━━━ Given records

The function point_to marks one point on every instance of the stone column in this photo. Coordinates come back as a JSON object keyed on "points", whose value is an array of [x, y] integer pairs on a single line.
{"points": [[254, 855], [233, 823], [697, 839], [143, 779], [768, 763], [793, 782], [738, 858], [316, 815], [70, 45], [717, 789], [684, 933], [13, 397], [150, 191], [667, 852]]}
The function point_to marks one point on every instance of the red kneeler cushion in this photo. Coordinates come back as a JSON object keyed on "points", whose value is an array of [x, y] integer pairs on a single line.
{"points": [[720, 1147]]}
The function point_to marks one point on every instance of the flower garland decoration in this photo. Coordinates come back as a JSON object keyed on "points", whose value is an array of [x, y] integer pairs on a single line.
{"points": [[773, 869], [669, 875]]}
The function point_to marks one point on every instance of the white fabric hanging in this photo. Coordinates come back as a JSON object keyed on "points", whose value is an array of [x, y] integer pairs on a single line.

━━━━━━

Aim of the task
Reproduce the listing shown above in its entirety, exactly.

Task result
The function point_to marks one point on every instance of the stone column in this photo. Coordinates come back as a JSON object keyed on "points", whose value is an array of [x, y] integer pairs on a single line.
{"points": [[254, 855], [233, 823], [697, 839], [143, 779], [768, 763], [793, 782], [738, 858], [316, 815], [70, 45], [717, 789], [684, 933], [13, 397], [150, 191], [667, 852]]}
The function point_to marks one point on every instance of the red kneeler cushion in this photo. Coordinates come back as a JSON object keyed on "points", whose value is an array of [x, y] integer pairs on a single line.
{"points": [[720, 1147]]}
The function point_to marks one point on every instance of the flower garland decoration in this photo. Coordinates come back as a JSON object keyed on "points", whose value is an array of [x, y] integer pairs on a single line.
{"points": [[773, 869], [669, 875]]}
The function point_to marks one point on every instance of the white fabric hanging in this photo. Coordinates come back as a JSON object keyed on "points", whose value is an array of [x, y] integer pairs on a single line.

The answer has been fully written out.